Exact duplicates of all the records are needed.
Segment Open
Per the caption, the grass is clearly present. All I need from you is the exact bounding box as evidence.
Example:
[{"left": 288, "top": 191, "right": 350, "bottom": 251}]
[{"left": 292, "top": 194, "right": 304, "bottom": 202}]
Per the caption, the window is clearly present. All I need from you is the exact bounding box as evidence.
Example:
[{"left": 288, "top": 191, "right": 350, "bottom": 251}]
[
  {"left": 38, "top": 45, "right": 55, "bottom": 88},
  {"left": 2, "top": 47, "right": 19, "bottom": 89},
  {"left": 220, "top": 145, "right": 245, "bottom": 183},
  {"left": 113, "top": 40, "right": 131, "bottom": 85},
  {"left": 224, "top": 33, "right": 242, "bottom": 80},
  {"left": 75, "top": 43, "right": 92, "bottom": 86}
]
Segment Closed
Response:
Per the caption, the grass is clearly present. All I need from you is the exact bounding box as evidence.
Example:
[{"left": 288, "top": 191, "right": 350, "bottom": 251}]
[{"left": 292, "top": 194, "right": 304, "bottom": 202}]
Per the caption, the window is clearly present. All I need from you is the exact bounding box as evidence.
Example:
[{"left": 288, "top": 191, "right": 350, "bottom": 251}]
[
  {"left": 38, "top": 45, "right": 55, "bottom": 88},
  {"left": 2, "top": 47, "right": 19, "bottom": 89},
  {"left": 220, "top": 145, "right": 245, "bottom": 183},
  {"left": 113, "top": 40, "right": 131, "bottom": 85},
  {"left": 224, "top": 33, "right": 242, "bottom": 80},
  {"left": 75, "top": 43, "right": 92, "bottom": 86}
]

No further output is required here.